### EXERCISE INSTRUCTIONS
Transcribe the portion of the authentication device passage from "The connections graphing component 220 accesses" to "figures discussed infra.".

With reference to FIG. 2, an example component diagram of the authentication device 120 is depicted. In the example illustrate, the authentication device 120 includes a connections component 210, a connections graphing component 220, a location component 230, a verification component 240, and an authorization component 250. The connections component 210 of the authentication device 120 accesses the authenticating sources 130 to receive connections information relating to the customer. The connections component 210 can store the connections information in a database or storage medium (e.g., cloud, network, local) (not shown) on the authenticating device 120 for analysis. It is to be understood that storage or retention of data can be local or remote to the authentication device 120 and otherwise in operable communication therewith for storage, retrieval, etc.

The connections graphing component 220 accesses the connections information received by the connections component 210. The connections graphing component 220 generates a connections graph based on the connections information. The connections graph identifies relationships between the customer and a connection. Other components shown in FIG. 2 are described in connection with the figures discussed infra.

### Coordinate labeling data
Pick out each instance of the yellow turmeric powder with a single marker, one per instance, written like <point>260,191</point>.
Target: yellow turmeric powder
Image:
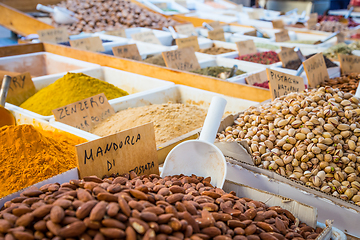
<point>29,156</point>
<point>70,88</point>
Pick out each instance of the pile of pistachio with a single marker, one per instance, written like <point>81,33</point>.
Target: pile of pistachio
<point>312,137</point>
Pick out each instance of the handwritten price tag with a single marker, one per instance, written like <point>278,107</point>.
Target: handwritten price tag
<point>349,63</point>
<point>54,35</point>
<point>246,47</point>
<point>85,114</point>
<point>188,42</point>
<point>129,150</point>
<point>129,51</point>
<point>147,36</point>
<point>315,69</point>
<point>181,59</point>
<point>282,84</point>
<point>93,44</point>
<point>21,87</point>
<point>217,34</point>
<point>282,36</point>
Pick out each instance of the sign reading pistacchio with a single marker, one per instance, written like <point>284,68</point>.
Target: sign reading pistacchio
<point>130,150</point>
<point>85,114</point>
<point>315,69</point>
<point>282,83</point>
<point>21,87</point>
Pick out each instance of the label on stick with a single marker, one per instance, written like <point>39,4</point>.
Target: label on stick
<point>278,24</point>
<point>217,34</point>
<point>130,150</point>
<point>118,33</point>
<point>282,84</point>
<point>129,51</point>
<point>85,114</point>
<point>186,29</point>
<point>181,59</point>
<point>282,36</point>
<point>21,87</point>
<point>259,77</point>
<point>287,55</point>
<point>93,44</point>
<point>147,36</point>
<point>349,63</point>
<point>315,69</point>
<point>54,35</point>
<point>188,42</point>
<point>246,47</point>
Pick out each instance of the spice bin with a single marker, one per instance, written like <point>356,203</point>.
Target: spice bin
<point>130,82</point>
<point>41,64</point>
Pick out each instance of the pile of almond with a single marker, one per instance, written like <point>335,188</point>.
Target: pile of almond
<point>146,207</point>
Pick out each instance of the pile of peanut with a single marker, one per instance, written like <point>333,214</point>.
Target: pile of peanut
<point>311,137</point>
<point>146,207</point>
<point>345,83</point>
<point>100,15</point>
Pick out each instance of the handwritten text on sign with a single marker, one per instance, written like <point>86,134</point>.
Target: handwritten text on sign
<point>259,77</point>
<point>129,51</point>
<point>21,88</point>
<point>282,36</point>
<point>181,59</point>
<point>349,63</point>
<point>287,55</point>
<point>188,42</point>
<point>85,114</point>
<point>246,47</point>
<point>129,150</point>
<point>281,83</point>
<point>147,36</point>
<point>54,35</point>
<point>217,34</point>
<point>186,29</point>
<point>315,69</point>
<point>90,44</point>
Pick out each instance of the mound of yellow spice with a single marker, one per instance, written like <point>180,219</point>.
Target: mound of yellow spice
<point>71,88</point>
<point>29,156</point>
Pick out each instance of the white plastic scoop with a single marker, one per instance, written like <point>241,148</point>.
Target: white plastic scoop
<point>60,15</point>
<point>201,157</point>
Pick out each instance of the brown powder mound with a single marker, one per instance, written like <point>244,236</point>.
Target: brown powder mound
<point>170,120</point>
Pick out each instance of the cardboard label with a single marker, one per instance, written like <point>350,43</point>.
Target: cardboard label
<point>186,29</point>
<point>130,150</point>
<point>315,69</point>
<point>215,24</point>
<point>85,114</point>
<point>188,42</point>
<point>21,87</point>
<point>259,77</point>
<point>147,36</point>
<point>282,84</point>
<point>118,33</point>
<point>129,51</point>
<point>287,55</point>
<point>181,59</point>
<point>54,35</point>
<point>217,34</point>
<point>161,5</point>
<point>349,63</point>
<point>93,44</point>
<point>253,15</point>
<point>182,3</point>
<point>246,47</point>
<point>282,36</point>
<point>278,24</point>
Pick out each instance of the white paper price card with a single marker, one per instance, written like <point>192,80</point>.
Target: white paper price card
<point>130,150</point>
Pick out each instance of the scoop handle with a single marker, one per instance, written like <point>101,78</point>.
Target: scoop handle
<point>213,119</point>
<point>4,89</point>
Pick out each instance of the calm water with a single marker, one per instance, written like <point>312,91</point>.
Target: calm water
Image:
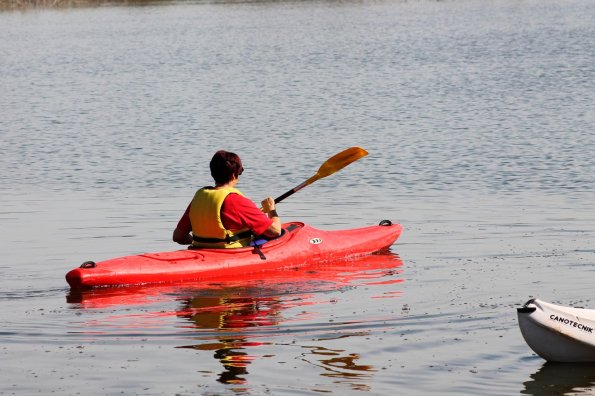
<point>479,119</point>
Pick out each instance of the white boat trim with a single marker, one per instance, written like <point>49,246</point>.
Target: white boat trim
<point>558,333</point>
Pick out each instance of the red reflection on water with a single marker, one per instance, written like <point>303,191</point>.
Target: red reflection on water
<point>236,315</point>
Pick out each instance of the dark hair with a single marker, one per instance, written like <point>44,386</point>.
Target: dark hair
<point>224,166</point>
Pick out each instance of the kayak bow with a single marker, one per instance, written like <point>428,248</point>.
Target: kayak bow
<point>558,333</point>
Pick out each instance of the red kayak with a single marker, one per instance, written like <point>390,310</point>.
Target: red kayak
<point>299,245</point>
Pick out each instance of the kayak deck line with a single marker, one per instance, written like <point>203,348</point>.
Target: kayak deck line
<point>298,245</point>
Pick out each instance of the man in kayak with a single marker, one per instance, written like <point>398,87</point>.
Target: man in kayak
<point>221,216</point>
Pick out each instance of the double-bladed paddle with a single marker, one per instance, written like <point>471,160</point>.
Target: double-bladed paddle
<point>330,166</point>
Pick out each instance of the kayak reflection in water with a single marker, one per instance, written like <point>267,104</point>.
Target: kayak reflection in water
<point>221,216</point>
<point>231,315</point>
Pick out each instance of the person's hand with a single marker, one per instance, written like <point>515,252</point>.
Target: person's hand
<point>268,204</point>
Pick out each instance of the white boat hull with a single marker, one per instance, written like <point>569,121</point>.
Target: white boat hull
<point>558,333</point>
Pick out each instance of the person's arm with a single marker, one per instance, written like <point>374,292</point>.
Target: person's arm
<point>268,207</point>
<point>182,234</point>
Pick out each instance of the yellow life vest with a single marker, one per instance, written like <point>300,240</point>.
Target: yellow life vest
<point>205,216</point>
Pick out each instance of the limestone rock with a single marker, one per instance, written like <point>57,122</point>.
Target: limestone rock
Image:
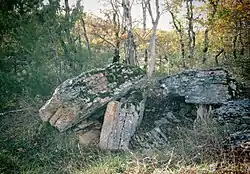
<point>78,98</point>
<point>236,112</point>
<point>211,86</point>
<point>121,120</point>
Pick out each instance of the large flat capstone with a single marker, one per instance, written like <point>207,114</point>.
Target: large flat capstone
<point>77,98</point>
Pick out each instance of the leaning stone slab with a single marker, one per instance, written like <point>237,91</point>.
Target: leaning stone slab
<point>121,120</point>
<point>77,98</point>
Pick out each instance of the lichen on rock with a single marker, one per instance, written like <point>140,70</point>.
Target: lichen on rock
<point>77,98</point>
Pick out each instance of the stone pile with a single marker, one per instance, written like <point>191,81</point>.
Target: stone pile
<point>236,113</point>
<point>79,103</point>
<point>108,107</point>
<point>177,100</point>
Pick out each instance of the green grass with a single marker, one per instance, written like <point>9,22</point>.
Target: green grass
<point>28,146</point>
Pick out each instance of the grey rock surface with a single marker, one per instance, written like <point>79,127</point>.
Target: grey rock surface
<point>76,99</point>
<point>235,112</point>
<point>211,86</point>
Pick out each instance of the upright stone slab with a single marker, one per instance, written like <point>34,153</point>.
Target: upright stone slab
<point>120,122</point>
<point>77,99</point>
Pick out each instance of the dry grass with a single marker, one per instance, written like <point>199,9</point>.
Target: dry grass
<point>29,146</point>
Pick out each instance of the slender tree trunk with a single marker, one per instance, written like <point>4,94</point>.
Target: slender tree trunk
<point>191,33</point>
<point>86,36</point>
<point>178,27</point>
<point>130,47</point>
<point>214,5</point>
<point>152,53</point>
<point>217,55</point>
<point>205,49</point>
<point>144,12</point>
<point>153,36</point>
<point>235,45</point>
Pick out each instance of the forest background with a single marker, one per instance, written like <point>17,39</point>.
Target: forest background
<point>45,42</point>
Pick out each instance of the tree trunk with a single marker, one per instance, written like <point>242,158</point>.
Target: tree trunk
<point>205,49</point>
<point>130,47</point>
<point>191,33</point>
<point>217,55</point>
<point>86,36</point>
<point>153,36</point>
<point>120,122</point>
<point>144,12</point>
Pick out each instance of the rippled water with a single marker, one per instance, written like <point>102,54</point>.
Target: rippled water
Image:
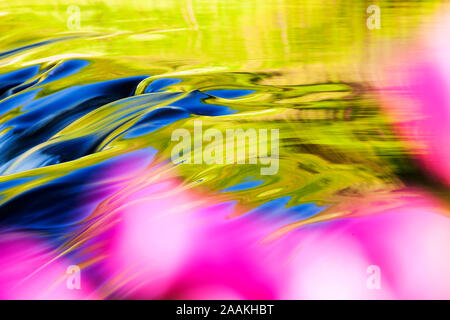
<point>86,112</point>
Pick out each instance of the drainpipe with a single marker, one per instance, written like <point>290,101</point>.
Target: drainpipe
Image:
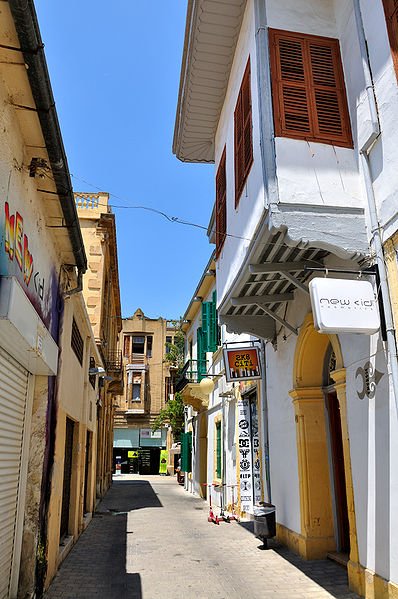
<point>376,229</point>
<point>264,410</point>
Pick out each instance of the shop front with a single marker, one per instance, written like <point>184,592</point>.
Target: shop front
<point>138,450</point>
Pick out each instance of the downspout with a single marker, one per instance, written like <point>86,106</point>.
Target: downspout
<point>376,229</point>
<point>264,410</point>
<point>268,159</point>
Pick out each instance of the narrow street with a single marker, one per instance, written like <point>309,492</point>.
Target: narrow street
<point>150,539</point>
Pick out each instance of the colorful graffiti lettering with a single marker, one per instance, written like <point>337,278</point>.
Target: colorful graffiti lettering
<point>17,243</point>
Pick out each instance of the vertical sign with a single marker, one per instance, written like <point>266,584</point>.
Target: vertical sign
<point>245,456</point>
<point>256,452</point>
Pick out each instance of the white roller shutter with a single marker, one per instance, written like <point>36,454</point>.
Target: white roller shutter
<point>13,396</point>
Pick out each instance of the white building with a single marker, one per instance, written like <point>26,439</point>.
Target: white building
<point>300,121</point>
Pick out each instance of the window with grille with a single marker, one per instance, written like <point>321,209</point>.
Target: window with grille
<point>77,342</point>
<point>391,12</point>
<point>221,204</point>
<point>126,346</point>
<point>308,90</point>
<point>243,134</point>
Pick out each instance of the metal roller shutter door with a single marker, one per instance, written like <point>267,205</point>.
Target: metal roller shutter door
<point>13,395</point>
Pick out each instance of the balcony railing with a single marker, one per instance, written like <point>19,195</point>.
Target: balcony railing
<point>114,361</point>
<point>193,372</point>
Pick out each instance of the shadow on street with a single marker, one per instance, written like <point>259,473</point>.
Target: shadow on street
<point>325,573</point>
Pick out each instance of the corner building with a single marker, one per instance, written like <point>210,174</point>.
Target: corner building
<point>301,125</point>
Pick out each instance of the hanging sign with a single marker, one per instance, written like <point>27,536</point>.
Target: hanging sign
<point>344,306</point>
<point>242,364</point>
<point>245,456</point>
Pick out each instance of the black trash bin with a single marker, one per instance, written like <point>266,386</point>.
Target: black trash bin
<point>265,522</point>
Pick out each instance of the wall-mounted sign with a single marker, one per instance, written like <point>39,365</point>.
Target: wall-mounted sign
<point>344,306</point>
<point>242,364</point>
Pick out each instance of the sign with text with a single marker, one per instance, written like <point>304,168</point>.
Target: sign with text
<point>344,306</point>
<point>242,364</point>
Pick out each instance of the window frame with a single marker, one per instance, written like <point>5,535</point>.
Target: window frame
<point>243,125</point>
<point>310,86</point>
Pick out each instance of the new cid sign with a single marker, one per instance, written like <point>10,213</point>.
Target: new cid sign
<point>242,364</point>
<point>344,306</point>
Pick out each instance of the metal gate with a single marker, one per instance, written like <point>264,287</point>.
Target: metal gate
<point>13,396</point>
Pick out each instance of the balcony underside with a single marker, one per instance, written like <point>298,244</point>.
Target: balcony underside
<point>290,241</point>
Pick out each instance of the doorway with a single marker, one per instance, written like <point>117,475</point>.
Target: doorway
<point>338,473</point>
<point>336,456</point>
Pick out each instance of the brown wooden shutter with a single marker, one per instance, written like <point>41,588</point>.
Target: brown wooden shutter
<point>308,88</point>
<point>221,204</point>
<point>391,12</point>
<point>243,136</point>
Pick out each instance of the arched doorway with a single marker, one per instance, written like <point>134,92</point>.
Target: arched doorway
<point>324,465</point>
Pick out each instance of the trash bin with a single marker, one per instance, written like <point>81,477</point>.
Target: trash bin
<point>265,522</point>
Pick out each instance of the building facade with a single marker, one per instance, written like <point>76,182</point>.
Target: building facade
<point>147,388</point>
<point>300,124</point>
<point>42,260</point>
<point>101,292</point>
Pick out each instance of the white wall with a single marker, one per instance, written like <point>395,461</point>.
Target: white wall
<point>384,156</point>
<point>241,221</point>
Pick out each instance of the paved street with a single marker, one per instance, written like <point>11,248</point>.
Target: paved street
<point>150,539</point>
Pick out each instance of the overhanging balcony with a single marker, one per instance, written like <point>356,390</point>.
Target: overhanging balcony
<point>188,384</point>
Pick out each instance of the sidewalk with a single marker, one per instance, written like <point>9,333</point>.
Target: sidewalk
<point>151,540</point>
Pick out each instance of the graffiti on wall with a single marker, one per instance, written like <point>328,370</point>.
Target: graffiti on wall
<point>20,255</point>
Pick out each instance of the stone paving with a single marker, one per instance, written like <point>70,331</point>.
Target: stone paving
<point>150,539</point>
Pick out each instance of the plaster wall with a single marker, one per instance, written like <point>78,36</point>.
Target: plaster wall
<point>384,154</point>
<point>308,172</point>
<point>242,220</point>
<point>77,401</point>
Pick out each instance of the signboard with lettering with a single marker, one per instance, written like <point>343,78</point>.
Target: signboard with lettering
<point>344,306</point>
<point>242,364</point>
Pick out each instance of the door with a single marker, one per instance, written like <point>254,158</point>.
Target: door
<point>13,396</point>
<point>337,455</point>
<point>69,431</point>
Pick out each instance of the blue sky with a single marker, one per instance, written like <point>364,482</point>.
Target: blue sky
<point>115,70</point>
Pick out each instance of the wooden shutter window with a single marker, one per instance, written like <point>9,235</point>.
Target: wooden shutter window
<point>243,134</point>
<point>391,12</point>
<point>308,88</point>
<point>221,204</point>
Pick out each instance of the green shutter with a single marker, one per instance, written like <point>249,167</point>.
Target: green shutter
<point>218,450</point>
<point>201,354</point>
<point>186,452</point>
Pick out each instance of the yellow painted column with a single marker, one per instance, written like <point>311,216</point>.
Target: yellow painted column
<point>317,531</point>
<point>355,570</point>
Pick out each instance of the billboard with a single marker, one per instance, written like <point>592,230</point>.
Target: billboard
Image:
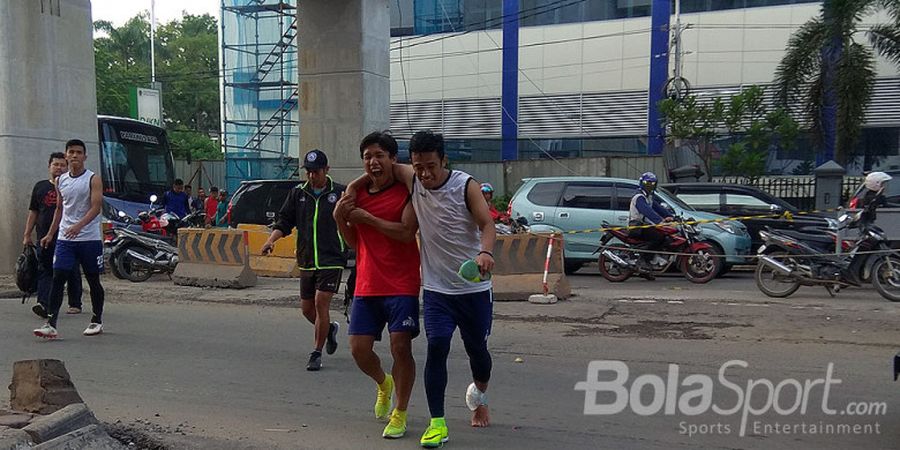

### COMPLETED EXERCISE
The connections graphing component 220 accesses the connections information received by the connections component 210. The connections graphing component 220 generates a connections graph based on the connections information. The connections graph identifies relationships between the customer and a connection. Other components shown in FIG. 2 are described in connection with the figures discussed infra.